■ **To be done**
1/ List every person named in the report on the PCA conference in Buenos Aires.
2/ Carry on the report on the PCA conference in Buenos Aires, starting after its last sentence.

■ **Reading text**
* * *
Key Insights from Buenos Aires
THE AUTHORS:
Juan Ignacio Massun,Legal Counsel at the Permanent Court of Arbitration
Anna Chiara Amato, Assistant Legal Counsel at the Permanent Court of Arbitration
On 9 October 2024, the Permanent Arbitration of Court (PCA) held its second conference in Buenos Aires, celebrating both the 125th anniversary of the PCA and the fifth year since the opening of its Buenos Aires office.
Set in the inspiring Palacio San Martin, the conference brought together distinguished State representatives, practitioners, and experts from the region to celebrate the PCA’s long-standing commitment to international justice, peace, and the rule of law. The PCA Buenos Aires Conference took place after similar events held at the Peace Palace, The Hague (where the PCA’s Members of the Court gathered for the first time in 25 years), and in Singapore. As it has done throughout this anniversary year, the PCA invited the international arbitration community to identify the latest trends and challenges in dispute resolution to better prepare the PCA to fulfill its mandate — enshrined in the 1899 Convention for the Pacific Settlement of International Disputes (the “1899 Hague Convention”) and in the 1907 Convention for the Pacific Settlement of International Disputes (the “1907 Hague Convention”) — to be “accessible at all times”.
Opening Remarks
After a welcoming address by Julian Bordaçahar (PCA), the conference was opened by Minister Rosa Delia Gómez Durán, Legal Adviser at the Argentine Ministry of Foreign Affairs.
Ms. Gómez Durán emphasized Argentina’s traditional commitment to the rule of law and peaceful dispute resolution, as shown by its invitation to host a PCA office. She noted Argentina’s consistent foreign policy in this sense and confidence in the PCA, dating back to the early ratification of the 1899 Hague Convention, and recently confirmed by the approval of the 1907 Hague Convention by the Argentine Congress. The Legal Advisor concluded stressing the need for dispute resolution mechanisms to adapt to current changes and expressed hope for continued cooperation between Argentina and the PCA.
Additional opening remarks were given by the PCA Secretary-General Marcin Czepelak. The Secretary-General reflected on the PCA’s resilience through historical challenges, thanks to the visionary framework laid by its founders and its constant mission to adapt and better serve the needs of the international community. A significant milestone mentioned was the resolution recently adopted at the Congress of the PCA Members of the Court, which encouraged stakeholders to explore various dispute resolution methods beyond arbitration within PCA in the fields of inter-State, investment, and contractual disputes.
Furthermore, Secretary-General Czepelak addressed how the opening of the PCA Buenos Aires office and its activity in recent years speak words of Latin America’s contributions to peaceful dispute resolution, with Latin American cases now comprising about 25% of the PCA’s workload.
Finally, the Secretary-General reiterated the institution’s commitment to adapting and fostering international collaboration for, at least, another 125 years.
* * *
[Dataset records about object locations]
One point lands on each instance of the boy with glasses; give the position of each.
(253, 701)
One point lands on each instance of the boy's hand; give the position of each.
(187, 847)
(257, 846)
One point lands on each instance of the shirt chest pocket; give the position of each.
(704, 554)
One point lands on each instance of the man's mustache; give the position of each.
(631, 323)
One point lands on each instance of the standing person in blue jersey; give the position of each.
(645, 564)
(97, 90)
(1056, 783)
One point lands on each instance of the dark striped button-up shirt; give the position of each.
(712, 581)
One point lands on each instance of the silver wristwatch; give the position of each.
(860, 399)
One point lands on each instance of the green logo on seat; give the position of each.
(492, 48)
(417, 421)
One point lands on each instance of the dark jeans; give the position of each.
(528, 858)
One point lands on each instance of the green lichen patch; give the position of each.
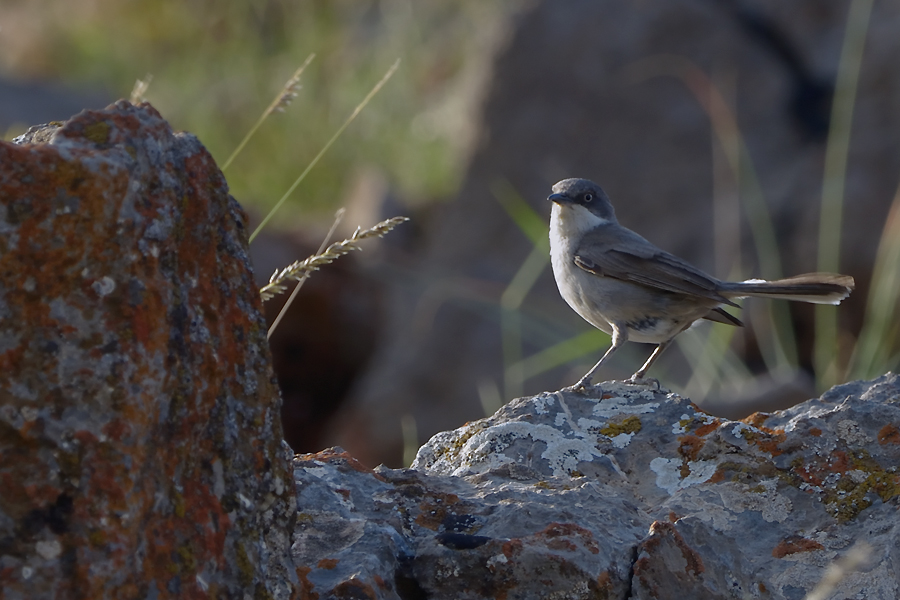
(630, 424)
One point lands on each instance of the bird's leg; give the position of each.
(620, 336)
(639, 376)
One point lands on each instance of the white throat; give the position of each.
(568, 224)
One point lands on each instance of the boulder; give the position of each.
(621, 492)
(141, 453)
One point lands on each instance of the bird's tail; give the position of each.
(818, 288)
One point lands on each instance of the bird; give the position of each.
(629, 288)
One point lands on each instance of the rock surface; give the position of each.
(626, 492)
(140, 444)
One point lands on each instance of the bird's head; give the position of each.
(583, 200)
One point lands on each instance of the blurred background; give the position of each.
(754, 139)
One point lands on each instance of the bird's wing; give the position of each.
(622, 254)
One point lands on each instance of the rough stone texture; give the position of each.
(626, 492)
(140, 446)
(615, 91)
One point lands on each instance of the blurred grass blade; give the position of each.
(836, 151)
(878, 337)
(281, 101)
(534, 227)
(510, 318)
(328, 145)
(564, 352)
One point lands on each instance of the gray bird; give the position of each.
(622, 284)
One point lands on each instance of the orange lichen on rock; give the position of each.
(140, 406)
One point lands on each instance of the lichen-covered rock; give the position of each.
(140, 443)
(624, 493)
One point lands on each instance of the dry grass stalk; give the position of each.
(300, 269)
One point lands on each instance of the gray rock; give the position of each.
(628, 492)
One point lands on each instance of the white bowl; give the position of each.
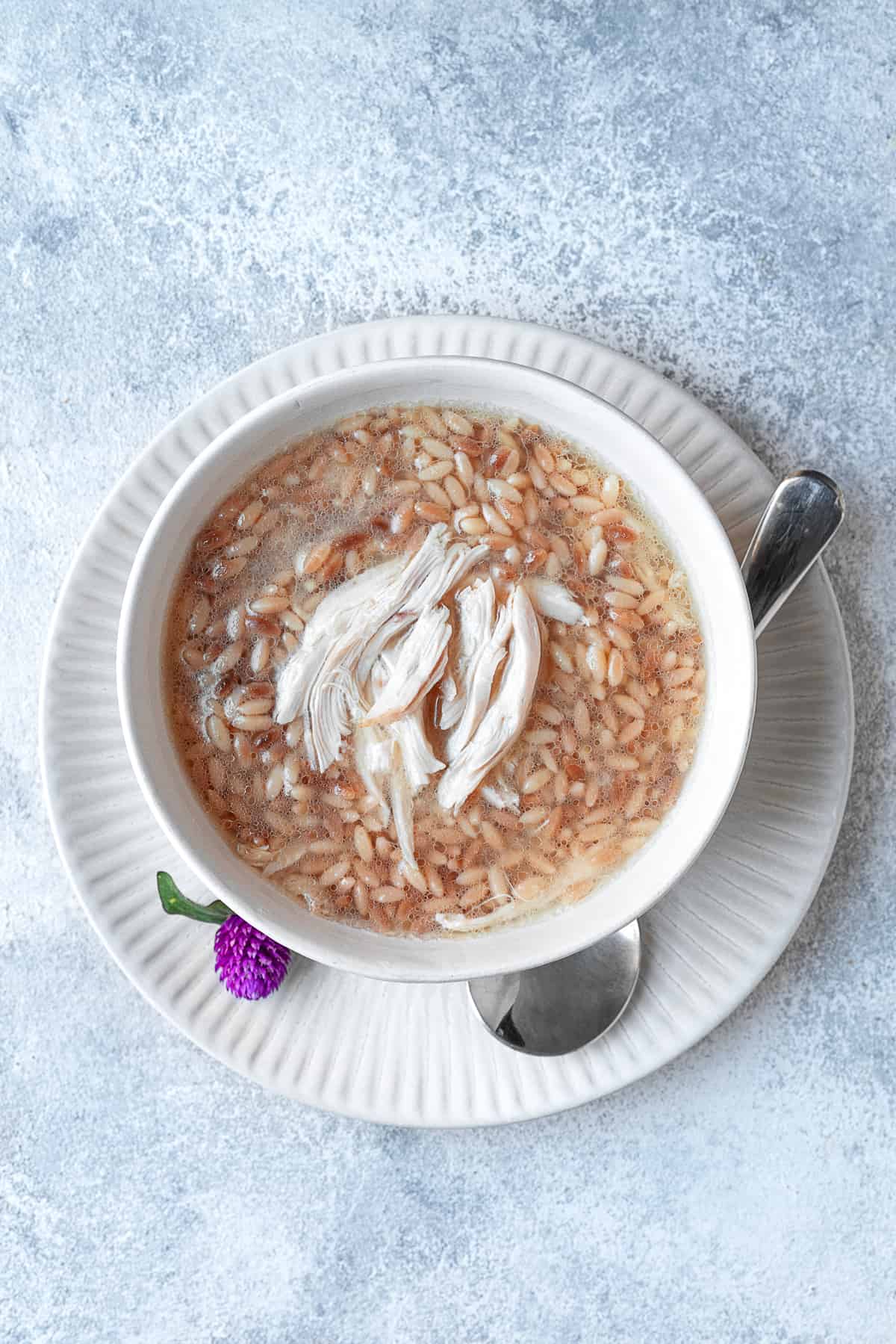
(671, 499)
* * *
■ **The answers**
1/
Juan Ignacio Massun
Anna Chiara Amato
Julian Bordaçahar
Rosa Delia Gómez Durán
Marcin Czepelak

2/
Keynote Lecture by Professor Kauffman-Kohler
In her keynote lecture, Prof. Gabrielle Kaufmann-Kohler explored the origins and evolution of the PCA, as understanding its past is crucial for envisioning its future. She highlighted how the PCA’s broad mandate and adaptable structure have enabled it to thrive over the last 125 years, positioning it as a key player in international dispute resolution. Accordingly, she identified emerging global challenges — such as climate change, business and human rights, and post-conflict mass claims. Additionally, she pointed out the PCA’s vital role in recent high-profile arbitrations, underscoring its relevance in international law and in public interest disputes in general.
Looking ahead, Prof. Kaufmann-Kohler expressed confidence in the PCA’s ability to anticipate future disputes and adapt to the evolving needs of international dispute resolution in a complex world.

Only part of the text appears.